(Region labeling records)
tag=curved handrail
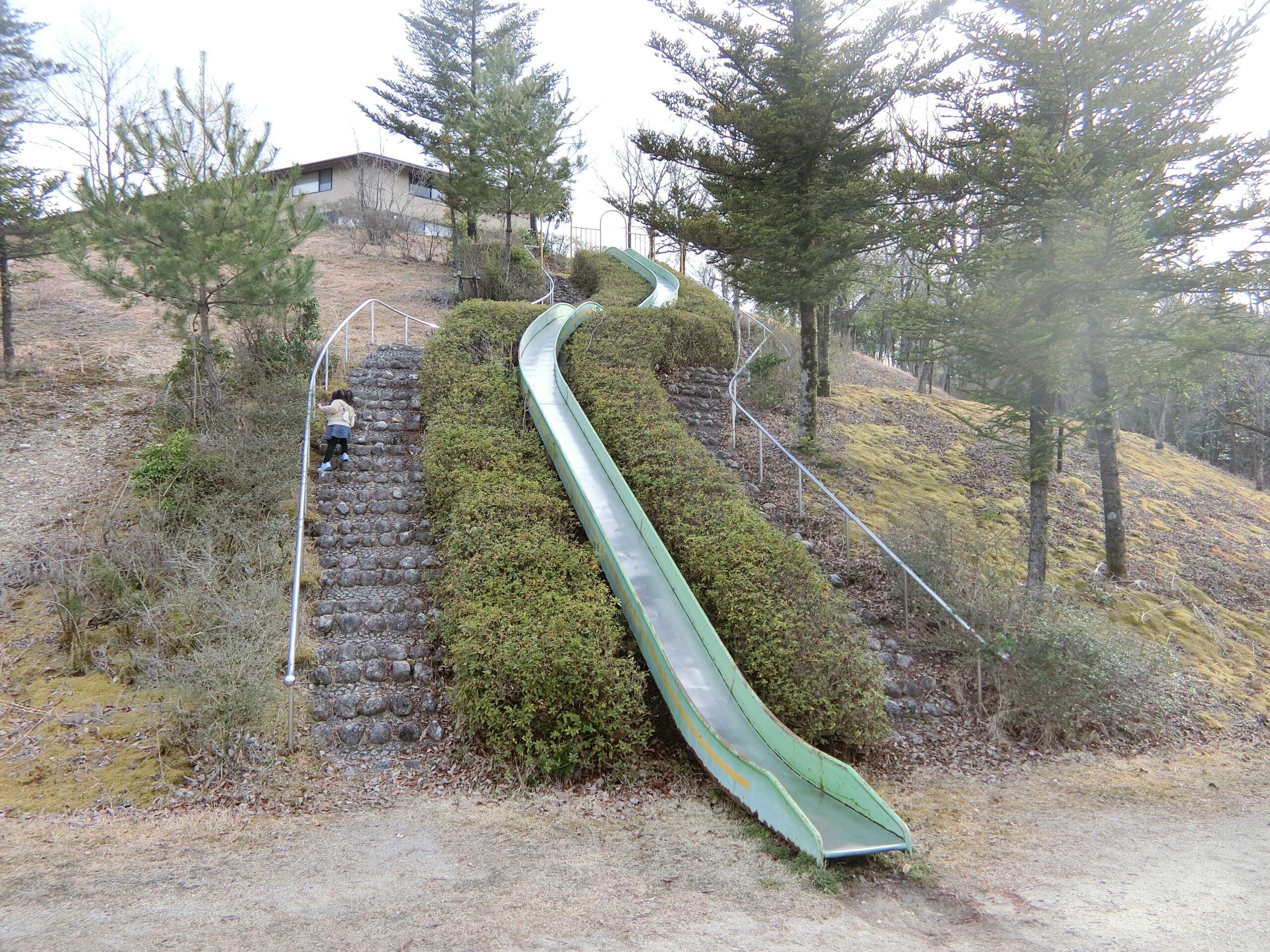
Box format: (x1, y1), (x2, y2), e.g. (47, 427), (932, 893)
(524, 245), (555, 307)
(282, 297), (441, 748)
(728, 311), (990, 657)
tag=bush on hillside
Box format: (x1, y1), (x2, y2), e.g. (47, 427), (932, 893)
(458, 240), (547, 301)
(419, 302), (649, 775)
(569, 299), (887, 749)
(884, 506), (1173, 748)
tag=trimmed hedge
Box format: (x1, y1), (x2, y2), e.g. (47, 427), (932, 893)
(419, 301), (650, 775)
(568, 279), (888, 746)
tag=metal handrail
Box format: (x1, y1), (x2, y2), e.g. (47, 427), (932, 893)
(728, 311), (990, 657)
(524, 245), (555, 307)
(282, 297), (441, 748)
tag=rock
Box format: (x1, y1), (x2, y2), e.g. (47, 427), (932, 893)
(335, 723), (366, 748)
(309, 723), (335, 750)
(335, 694), (357, 720)
(397, 721), (423, 744)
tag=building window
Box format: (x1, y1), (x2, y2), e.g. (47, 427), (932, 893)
(291, 169), (334, 195)
(410, 169), (442, 202)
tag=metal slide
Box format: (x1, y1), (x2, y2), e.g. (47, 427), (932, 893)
(519, 249), (911, 864)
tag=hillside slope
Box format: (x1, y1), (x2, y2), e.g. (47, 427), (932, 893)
(742, 354), (1270, 711)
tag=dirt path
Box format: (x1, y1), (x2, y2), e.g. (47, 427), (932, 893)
(0, 760), (1270, 952)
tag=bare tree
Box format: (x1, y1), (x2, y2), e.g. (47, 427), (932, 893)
(52, 9), (157, 191)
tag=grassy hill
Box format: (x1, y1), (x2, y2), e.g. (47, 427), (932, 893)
(747, 340), (1270, 711)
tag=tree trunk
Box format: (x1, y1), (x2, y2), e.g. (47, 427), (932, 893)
(816, 304), (829, 396)
(503, 204), (512, 278)
(0, 232), (14, 371)
(798, 301), (817, 443)
(198, 298), (221, 422)
(1156, 390), (1170, 449)
(1089, 353), (1129, 579)
(1027, 374), (1054, 595)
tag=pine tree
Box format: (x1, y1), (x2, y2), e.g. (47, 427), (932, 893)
(0, 0), (62, 372)
(358, 0), (537, 268)
(635, 0), (943, 442)
(59, 56), (321, 421)
(479, 41), (580, 270)
(941, 0), (1270, 583)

WHAT IS EXPECTED => Present the lines above as a numbered list, skipping blank lines, and don't include the pictures.

PROBLEM SOLUTION =>
1. tag=curved handrail
2. Box format: (x1, y1), (x2, y2), e.g. (47, 427), (932, 893)
3. (524, 245), (555, 307)
4. (282, 297), (441, 748)
5. (728, 311), (990, 657)
6. tag=bush on hillside
7. Box format: (x1, y1), (x2, y2), e.g. (47, 427), (932, 893)
8. (458, 240), (547, 301)
9. (419, 302), (649, 775)
10. (569, 299), (887, 749)
11. (884, 506), (1173, 748)
12. tag=trimmed hedge
13. Box format: (x1, y1), (x2, y2), e.g. (47, 427), (932, 893)
14. (419, 301), (650, 775)
15. (568, 279), (888, 746)
16. tag=metal handrail
17. Box format: (x1, y1), (x2, y2), e.g. (47, 427), (932, 893)
18. (728, 311), (990, 657)
19. (524, 245), (555, 307)
20. (282, 297), (441, 748)
21. tag=rock
22. Box format: (x1, y1), (x2, y2), e.g. (47, 427), (932, 893)
23. (335, 723), (366, 748)
24. (309, 723), (335, 750)
25. (335, 694), (357, 720)
26. (397, 721), (423, 744)
27. tag=building window
28. Box format: (x1, y1), (x2, y2), e.g. (47, 427), (932, 893)
29. (291, 169), (334, 195)
30. (410, 169), (442, 202)
31. tag=metal slide
32. Box format: (x1, y1), (x2, y2), e.g. (47, 427), (932, 893)
33. (519, 249), (911, 864)
34. tag=hillside slope
35. Box format: (x1, y1), (x2, y2), e.g. (47, 427), (932, 893)
36. (742, 354), (1270, 711)
37. tag=dirt path
38. Box format: (x1, y1), (x2, y2), e.g. (47, 427), (932, 893)
39. (0, 760), (1270, 952)
40. tag=bare tree
41. Box format: (x1, y1), (x2, y2), e.g. (47, 427), (932, 893)
42. (52, 9), (157, 191)
43. tag=grassy hill
44. Box format: (x1, y1), (x2, y2), e.g. (47, 427), (932, 893)
45. (747, 340), (1270, 711)
46. tag=tree trunk
47. Box format: (x1, y1), (x2, y2), e.g. (47, 427), (932, 893)
48. (816, 304), (829, 396)
49. (503, 204), (512, 278)
50. (0, 232), (14, 371)
51. (798, 301), (817, 443)
52. (198, 298), (221, 422)
53. (1156, 390), (1170, 449)
54. (1089, 353), (1129, 579)
55. (1027, 374), (1054, 595)
56. tag=pine tree
57. Box format: (x1, y1), (x2, y2), e.g. (47, 427), (932, 893)
58. (0, 0), (62, 372)
59. (358, 0), (537, 268)
60. (635, 0), (943, 442)
61. (59, 56), (321, 421)
62. (479, 41), (580, 270)
63. (941, 0), (1270, 583)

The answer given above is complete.